* **YOUR TASK**
Keep the pictures out, please, and set down every record exactly.

* **SOURCE DATA**
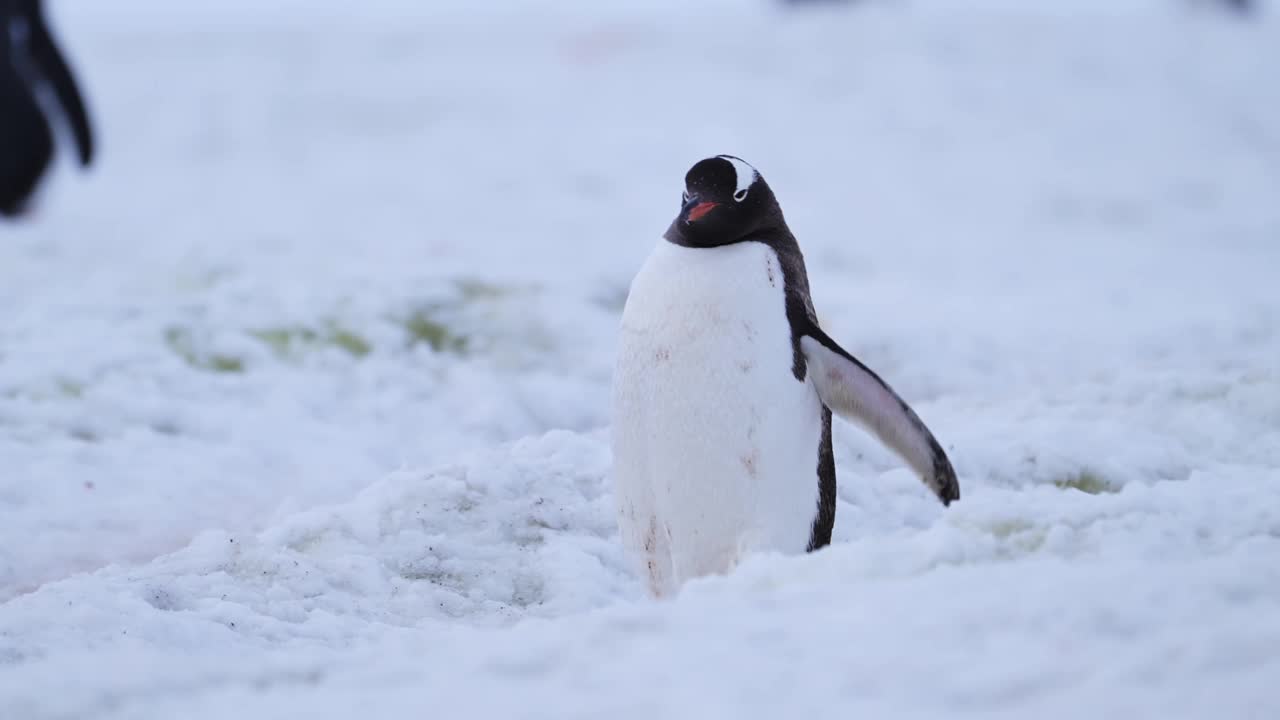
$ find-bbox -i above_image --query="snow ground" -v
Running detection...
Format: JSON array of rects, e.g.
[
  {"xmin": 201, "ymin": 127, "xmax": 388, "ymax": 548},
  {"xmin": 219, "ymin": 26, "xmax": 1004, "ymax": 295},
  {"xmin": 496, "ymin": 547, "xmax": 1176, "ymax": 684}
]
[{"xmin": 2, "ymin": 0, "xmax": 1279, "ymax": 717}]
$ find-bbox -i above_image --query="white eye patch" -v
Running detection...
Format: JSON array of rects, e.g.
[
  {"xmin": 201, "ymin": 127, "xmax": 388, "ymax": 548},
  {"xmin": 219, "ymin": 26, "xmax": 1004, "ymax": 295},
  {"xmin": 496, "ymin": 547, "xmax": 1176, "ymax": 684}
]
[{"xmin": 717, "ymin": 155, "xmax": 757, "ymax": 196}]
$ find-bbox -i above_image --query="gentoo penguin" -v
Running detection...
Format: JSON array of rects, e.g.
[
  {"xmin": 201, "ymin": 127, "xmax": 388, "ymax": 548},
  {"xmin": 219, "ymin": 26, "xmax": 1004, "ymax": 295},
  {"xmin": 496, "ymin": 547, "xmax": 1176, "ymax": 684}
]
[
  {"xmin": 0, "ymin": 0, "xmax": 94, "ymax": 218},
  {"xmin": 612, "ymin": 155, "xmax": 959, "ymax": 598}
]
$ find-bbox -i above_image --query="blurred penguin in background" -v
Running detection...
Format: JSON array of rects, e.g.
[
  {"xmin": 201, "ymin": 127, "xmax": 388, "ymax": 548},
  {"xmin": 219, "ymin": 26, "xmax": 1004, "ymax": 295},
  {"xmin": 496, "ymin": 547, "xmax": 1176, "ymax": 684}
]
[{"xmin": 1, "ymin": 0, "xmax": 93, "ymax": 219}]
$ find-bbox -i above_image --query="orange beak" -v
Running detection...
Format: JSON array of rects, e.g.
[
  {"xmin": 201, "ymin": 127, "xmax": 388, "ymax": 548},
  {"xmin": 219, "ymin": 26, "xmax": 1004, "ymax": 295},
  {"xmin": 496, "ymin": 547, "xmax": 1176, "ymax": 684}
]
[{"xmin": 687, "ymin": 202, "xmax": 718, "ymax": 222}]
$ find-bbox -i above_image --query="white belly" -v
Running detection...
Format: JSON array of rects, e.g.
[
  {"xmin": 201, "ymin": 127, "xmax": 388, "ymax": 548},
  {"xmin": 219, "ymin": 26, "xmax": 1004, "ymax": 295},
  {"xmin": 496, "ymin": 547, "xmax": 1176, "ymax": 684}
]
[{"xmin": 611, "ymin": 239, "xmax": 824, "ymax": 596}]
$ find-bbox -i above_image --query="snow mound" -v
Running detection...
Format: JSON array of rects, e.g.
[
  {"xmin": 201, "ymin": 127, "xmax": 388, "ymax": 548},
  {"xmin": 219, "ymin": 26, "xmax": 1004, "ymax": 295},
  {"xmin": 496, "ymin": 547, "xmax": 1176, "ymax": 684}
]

* **RESPONSE TO THIS TASK**
$ find-bbox -i above_image --query="snow ground" -v
Running detection...
Format: JSON array of rects, e.g.
[
  {"xmin": 201, "ymin": 127, "xmax": 388, "ymax": 548},
  {"xmin": 219, "ymin": 26, "xmax": 1004, "ymax": 295},
  {"xmin": 496, "ymin": 547, "xmax": 1176, "ymax": 684}
]
[{"xmin": 2, "ymin": 0, "xmax": 1279, "ymax": 717}]
$ find-bbox -i above_image --query="white eye patch" -v
Running detection...
Format: JSON array of rects, e.g.
[
  {"xmin": 201, "ymin": 127, "xmax": 388, "ymax": 548},
  {"xmin": 219, "ymin": 26, "xmax": 1004, "ymax": 295},
  {"xmin": 496, "ymin": 547, "xmax": 1176, "ymax": 684}
]
[{"xmin": 717, "ymin": 155, "xmax": 757, "ymax": 196}]
$ find-bbox -i above_image --query="gentoo penguin" -v
Running detection...
Format: JSON array of rects, e.g.
[
  {"xmin": 201, "ymin": 127, "xmax": 388, "ymax": 548},
  {"xmin": 219, "ymin": 26, "xmax": 1004, "ymax": 295},
  {"xmin": 496, "ymin": 547, "xmax": 1176, "ymax": 684}
]
[
  {"xmin": 0, "ymin": 0, "xmax": 94, "ymax": 218},
  {"xmin": 612, "ymin": 155, "xmax": 959, "ymax": 598}
]
$ find-bbox -i above_image --query="blurred penguin in background" -v
Running detection...
Format: JSON array of rects, e.g.
[
  {"xmin": 201, "ymin": 127, "xmax": 388, "ymax": 548},
  {"xmin": 219, "ymin": 26, "xmax": 1004, "ymax": 295},
  {"xmin": 496, "ymin": 547, "xmax": 1176, "ymax": 684}
]
[{"xmin": 1, "ymin": 0, "xmax": 93, "ymax": 219}]
$ find-bbox -i above_image --query="orange beak" -v
Running detection...
Format: JSON array of rects, e.g.
[
  {"xmin": 201, "ymin": 127, "xmax": 388, "ymax": 548},
  {"xmin": 219, "ymin": 26, "xmax": 1004, "ymax": 295},
  {"xmin": 496, "ymin": 547, "xmax": 1176, "ymax": 684}
]
[{"xmin": 687, "ymin": 202, "xmax": 718, "ymax": 222}]
$ find-bbox -i above_image --query="white belly" -v
Running detection...
Format: JSON array of rects, e.g.
[
  {"xmin": 201, "ymin": 127, "xmax": 388, "ymax": 548},
  {"xmin": 219, "ymin": 26, "xmax": 1004, "ymax": 295},
  {"xmin": 496, "ymin": 547, "xmax": 1176, "ymax": 684}
]
[{"xmin": 611, "ymin": 239, "xmax": 824, "ymax": 596}]
$ find-bbox -i above_image --query="snow mound" -v
Running detection...
Format: JSON array of rects, e.g.
[
  {"xmin": 201, "ymin": 127, "xmax": 388, "ymax": 548},
  {"xmin": 219, "ymin": 26, "xmax": 1004, "ymax": 295},
  {"xmin": 496, "ymin": 547, "xmax": 1176, "ymax": 684}
]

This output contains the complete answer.